LESETEXT
________________________________________

Ausgelassen auf Partys tanzen geht nur mit Alkohol? Die Sober Rave-Bewegung ist Teil einer gesellschaftlichen Trendwende und überzeugt Partygänger vom Gegenteil.

Wummernde Bässe, vernebelte Sinne, ein dunkler Raum voller ausgelassen tanzender Menschen und ein Alkoholpegel, der das Schamgefühl reduziert und Selbstbewusstsein schenkt. Warum gehen Menschen eigentlich feiern? Für viele ist eine Party ein Szenario, das es einem erlaubt, seinen Alltag abzustreifen, sich von Sorgen frei zu machen und sich gehen zu lassen. Eine häufig gebrauchte Phrase in der Partyszene ist die Flucht in eine nächtliche Parallelwelt. Oft steht dieser Gedanke im Zusammenhang mit dem dabei geläufigen Konsum von Alkohol und Drogen, der dieser Welt ein Stück als Bausubstanz dient. Brauchen wir den Einfluss von Alkohol und Drogen, um in diese zwanglose Parallelwelt abzutauchen oder geht all das auch ohne?

________________________________________

AUFGABENSTELLUNG
Beantworte anhand des Textes über die Sober Rave-Bewegung diese Fragen:
1. Wovon überzeugt die Bewegung Partygänger?
2. Welche drei Dinge erlaubt eine Party vielen Menschen?
3. Welche Phrase wird in der Partyszene häufig gebraucht?
Die Auflistung wird hier nicht gebraucht.

BEREITGESTELLTE DATEN
________________________________________

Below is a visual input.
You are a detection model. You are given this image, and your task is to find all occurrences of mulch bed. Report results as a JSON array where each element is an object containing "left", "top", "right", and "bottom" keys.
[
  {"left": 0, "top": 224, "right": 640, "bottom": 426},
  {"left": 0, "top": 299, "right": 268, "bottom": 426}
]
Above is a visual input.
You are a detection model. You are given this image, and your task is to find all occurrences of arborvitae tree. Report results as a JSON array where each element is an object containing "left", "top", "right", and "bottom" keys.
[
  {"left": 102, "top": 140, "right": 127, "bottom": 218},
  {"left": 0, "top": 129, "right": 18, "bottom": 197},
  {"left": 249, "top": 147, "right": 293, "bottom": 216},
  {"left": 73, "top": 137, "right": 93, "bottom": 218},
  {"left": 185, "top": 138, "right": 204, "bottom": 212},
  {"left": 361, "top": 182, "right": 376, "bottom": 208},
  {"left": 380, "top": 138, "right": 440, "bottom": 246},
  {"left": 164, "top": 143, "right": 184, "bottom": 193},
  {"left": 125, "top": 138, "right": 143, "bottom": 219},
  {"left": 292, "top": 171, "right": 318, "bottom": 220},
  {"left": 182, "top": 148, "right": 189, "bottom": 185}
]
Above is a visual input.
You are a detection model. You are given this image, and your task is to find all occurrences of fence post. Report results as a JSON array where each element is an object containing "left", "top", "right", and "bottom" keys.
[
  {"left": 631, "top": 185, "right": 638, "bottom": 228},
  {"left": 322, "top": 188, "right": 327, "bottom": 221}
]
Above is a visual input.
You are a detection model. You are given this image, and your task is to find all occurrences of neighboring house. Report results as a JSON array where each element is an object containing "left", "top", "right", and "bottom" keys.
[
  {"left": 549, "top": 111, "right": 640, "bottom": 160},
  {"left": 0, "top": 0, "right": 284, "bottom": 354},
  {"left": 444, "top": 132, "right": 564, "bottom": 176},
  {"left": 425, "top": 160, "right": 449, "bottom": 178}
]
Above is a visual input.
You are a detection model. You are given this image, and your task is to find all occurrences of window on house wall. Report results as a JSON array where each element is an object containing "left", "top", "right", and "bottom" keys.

________________________________________

LÖSUNG
1. Dass ausgelassenes Tanzen auf Partys auch ohne Alkohol geht.
2. Den Alltag abzustreifen, sich von Sorgen frei zu machen und sich gehen zu lassen.
3. Die Flucht in eine nächtliche Parallelwelt.